Advertisement
Advertisement
South Korea
Get more with myNEWS
A personalised news feed of stories that matter to you
Learn more
Victims of Japanese forced labour and their family members at the Supreme Court in Seoul. Photo: AP

South Korea moves to freeze assets of Japanese company over wartime forced labour dispute

  • Japan quickly called the asset seizure ‘extremely regrettable’ and said Tokyo will push for talks with Seoul on the issue
South Korea

A South Korean court said on Wednesday that it has decided to freeze the local assets of a Japanese company involved in disputes over compensation for wartime Korean labourers, in an escalation of a diplomatic brawl between the East Asian neighbours.

Japan quickly called the asset seizure “extremely regrettable” and said Tokyo will push for talks with Seoul on the issue.

A victim of wartime forced labour and his supporters gather in front of South Korea’s Supreme Court. Photo: Kyodo

In a landmark ruling in October, South Korea’s top court ordered Nippon Steel & Sumitomo Metal Corp to pay four plaintiffs, who were forced to work for the company when Japan colonised the Korean peninsula from 1910-45, 100 million won (US$89,000) each.

But the company had refused to follow that ruling, siding with Japan’s long-held position that all colonial-era compensation issues were settled by a 1965 treaty that restored diplomatic relations between the two governments. Japanese officials said they could take the issue to the International Court of Justice.

On Wednesday, the Daegu District Court’s branch office in the southeastern city of Pohang said it had approved a request by lawyers for the plaintiffs to seize Korean assets held by the Japanese company as it was refusing to compensate the former labourers.

┄┄┄┄┄┄┄┄┄┄┄┄┄┄┄┄┄┄┄┄

EXERCISE BRIEF :: Write out the passage of the forced labor article starting at "South Korea moves" and ending at "on the issue.", word for word. Rely only on the forced labor article itself, nothing else.

[Entries for labeling bounding boxes]

┄┄┄┄┄┄┄┄┄┄┄┄┄┄┄┄┄┄┄┄

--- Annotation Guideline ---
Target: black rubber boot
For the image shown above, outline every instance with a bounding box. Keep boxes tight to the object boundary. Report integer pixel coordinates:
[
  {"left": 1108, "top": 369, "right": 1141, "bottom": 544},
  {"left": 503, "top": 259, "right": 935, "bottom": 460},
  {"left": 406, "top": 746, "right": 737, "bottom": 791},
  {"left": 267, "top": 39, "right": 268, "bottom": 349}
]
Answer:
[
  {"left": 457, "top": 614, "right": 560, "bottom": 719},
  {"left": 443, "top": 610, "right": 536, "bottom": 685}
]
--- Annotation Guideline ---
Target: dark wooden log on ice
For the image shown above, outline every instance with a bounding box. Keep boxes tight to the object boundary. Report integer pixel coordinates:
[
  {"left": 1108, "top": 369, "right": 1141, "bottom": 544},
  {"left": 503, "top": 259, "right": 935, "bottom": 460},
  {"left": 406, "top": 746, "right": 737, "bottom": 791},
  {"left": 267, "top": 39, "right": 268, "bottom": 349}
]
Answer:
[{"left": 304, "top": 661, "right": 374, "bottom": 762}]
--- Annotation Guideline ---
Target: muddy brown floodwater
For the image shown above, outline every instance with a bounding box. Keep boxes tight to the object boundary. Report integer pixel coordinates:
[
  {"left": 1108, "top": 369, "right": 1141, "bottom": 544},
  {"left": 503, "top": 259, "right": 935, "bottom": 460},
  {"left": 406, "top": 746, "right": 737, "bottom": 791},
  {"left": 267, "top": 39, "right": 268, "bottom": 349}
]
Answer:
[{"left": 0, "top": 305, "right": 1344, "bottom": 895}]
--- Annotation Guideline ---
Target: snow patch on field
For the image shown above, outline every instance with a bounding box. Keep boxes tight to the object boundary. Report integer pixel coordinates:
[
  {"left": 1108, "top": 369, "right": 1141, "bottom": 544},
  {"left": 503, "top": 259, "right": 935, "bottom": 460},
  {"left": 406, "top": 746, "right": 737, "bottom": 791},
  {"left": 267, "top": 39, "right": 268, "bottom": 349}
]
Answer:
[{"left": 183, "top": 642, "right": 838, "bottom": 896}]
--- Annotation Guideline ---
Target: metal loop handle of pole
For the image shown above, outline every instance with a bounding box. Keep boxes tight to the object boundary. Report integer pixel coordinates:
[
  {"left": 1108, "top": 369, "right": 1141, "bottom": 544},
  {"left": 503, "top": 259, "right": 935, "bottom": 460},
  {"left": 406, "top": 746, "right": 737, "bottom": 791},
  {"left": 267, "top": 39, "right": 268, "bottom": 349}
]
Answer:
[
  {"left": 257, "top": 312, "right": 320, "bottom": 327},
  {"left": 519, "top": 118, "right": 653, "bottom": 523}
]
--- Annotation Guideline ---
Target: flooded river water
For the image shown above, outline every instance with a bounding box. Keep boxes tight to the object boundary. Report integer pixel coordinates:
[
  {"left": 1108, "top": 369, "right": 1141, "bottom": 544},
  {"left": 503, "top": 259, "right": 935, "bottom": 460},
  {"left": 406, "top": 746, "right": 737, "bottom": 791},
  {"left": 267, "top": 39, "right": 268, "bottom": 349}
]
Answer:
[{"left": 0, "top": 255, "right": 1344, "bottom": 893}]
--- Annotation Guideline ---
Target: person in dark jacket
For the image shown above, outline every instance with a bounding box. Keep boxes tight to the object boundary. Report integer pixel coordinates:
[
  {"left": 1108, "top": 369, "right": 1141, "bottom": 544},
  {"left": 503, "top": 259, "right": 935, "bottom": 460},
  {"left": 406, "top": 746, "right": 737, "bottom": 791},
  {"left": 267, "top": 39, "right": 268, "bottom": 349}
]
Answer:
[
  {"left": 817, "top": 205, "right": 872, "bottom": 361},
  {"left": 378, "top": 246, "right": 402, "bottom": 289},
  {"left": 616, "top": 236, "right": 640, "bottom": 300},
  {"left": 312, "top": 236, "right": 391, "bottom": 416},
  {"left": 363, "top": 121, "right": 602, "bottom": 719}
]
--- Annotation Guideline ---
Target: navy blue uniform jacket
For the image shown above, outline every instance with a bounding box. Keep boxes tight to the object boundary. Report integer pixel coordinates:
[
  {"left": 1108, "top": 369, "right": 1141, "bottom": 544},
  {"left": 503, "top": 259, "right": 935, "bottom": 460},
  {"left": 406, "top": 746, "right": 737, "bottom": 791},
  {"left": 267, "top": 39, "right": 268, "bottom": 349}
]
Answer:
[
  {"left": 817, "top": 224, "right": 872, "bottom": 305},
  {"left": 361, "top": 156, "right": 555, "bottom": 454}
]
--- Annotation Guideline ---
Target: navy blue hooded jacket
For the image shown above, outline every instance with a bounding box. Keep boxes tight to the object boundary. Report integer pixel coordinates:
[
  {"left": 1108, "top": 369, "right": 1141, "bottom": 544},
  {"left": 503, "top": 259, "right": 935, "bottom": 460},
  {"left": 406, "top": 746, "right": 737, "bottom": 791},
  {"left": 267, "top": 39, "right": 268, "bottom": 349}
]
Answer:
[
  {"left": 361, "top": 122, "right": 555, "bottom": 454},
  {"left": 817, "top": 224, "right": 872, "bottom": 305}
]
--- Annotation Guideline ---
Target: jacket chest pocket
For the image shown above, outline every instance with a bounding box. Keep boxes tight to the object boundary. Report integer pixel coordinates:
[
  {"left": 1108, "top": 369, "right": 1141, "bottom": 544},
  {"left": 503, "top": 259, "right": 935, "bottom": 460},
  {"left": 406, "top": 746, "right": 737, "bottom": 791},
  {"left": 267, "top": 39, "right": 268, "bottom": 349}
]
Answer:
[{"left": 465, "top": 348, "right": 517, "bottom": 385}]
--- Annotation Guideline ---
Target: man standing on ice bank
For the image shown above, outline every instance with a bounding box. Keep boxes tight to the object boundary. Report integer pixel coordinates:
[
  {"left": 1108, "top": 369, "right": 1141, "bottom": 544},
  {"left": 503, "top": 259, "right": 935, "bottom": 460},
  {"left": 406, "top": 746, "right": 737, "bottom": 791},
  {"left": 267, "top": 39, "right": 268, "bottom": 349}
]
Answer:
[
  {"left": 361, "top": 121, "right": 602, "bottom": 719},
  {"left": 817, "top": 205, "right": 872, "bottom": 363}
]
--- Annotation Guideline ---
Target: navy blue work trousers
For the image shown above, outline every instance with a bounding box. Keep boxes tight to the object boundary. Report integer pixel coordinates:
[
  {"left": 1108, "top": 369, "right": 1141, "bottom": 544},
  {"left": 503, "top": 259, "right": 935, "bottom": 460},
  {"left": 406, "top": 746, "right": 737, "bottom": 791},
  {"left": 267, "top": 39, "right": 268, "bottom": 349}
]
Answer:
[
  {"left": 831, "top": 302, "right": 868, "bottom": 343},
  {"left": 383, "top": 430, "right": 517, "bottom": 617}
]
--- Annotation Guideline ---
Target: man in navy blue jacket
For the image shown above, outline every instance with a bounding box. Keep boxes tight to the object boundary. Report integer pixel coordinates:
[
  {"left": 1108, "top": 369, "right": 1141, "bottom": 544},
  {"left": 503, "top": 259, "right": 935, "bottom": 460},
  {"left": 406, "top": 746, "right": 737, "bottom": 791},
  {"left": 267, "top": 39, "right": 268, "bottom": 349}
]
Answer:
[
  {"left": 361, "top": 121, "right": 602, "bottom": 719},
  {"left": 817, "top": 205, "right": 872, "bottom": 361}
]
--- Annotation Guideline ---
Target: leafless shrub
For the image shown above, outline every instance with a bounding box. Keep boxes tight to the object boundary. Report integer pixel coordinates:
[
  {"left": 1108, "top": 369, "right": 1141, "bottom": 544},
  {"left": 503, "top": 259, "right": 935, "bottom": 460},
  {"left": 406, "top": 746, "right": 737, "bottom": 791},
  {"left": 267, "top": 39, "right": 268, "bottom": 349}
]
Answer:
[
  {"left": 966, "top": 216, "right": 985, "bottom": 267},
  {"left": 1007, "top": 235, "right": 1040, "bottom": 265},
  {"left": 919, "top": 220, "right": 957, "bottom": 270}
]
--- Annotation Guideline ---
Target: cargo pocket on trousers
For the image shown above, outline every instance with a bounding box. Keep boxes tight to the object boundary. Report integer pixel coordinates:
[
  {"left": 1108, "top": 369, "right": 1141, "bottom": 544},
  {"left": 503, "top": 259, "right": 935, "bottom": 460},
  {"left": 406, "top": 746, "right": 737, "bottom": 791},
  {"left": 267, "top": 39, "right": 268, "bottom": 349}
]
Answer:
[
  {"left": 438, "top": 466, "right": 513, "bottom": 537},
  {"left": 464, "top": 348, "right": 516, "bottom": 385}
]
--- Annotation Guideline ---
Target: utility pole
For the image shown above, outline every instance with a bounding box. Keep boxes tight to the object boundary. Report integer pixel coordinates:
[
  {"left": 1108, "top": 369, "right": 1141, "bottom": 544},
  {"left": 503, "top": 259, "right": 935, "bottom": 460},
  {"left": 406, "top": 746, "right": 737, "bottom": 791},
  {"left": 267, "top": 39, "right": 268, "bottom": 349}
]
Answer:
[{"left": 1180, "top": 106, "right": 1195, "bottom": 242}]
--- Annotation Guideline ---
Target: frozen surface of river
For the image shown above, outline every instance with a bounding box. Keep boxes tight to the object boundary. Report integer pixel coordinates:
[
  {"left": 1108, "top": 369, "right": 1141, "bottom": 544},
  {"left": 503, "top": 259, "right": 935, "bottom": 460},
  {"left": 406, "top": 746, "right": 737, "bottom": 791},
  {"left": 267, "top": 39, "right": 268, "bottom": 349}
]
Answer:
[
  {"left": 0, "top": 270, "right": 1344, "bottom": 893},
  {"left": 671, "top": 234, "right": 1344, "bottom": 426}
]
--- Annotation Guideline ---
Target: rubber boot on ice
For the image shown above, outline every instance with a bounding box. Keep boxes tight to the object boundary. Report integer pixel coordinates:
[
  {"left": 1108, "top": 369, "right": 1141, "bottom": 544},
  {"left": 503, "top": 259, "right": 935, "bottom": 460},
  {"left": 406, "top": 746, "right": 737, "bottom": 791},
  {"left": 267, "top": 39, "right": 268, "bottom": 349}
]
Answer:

┄┄┄┄┄┄┄┄┄┄┄┄┄┄┄┄┄┄┄┄

THE COMPLETED TASK ::
South Korea moves to freeze assets of Japanese company over wartime forced labour dispute

  • Japan quickly called the asset seizure ‘extremely regrettable’ and said Tokyo will push for talks with Seoul on the issue
South Korea

A South Korean court said on Wednesday that it has decided to freeze the local assets of a Japanese company involved in disputes over compensation for wartime Korean labourers, in an escalation of a diplomatic brawl between the East Asian neighbours.

Japan quickly called the asset seizure “extremely regrettable” and said Tokyo will push for talks with Seoul on the issue.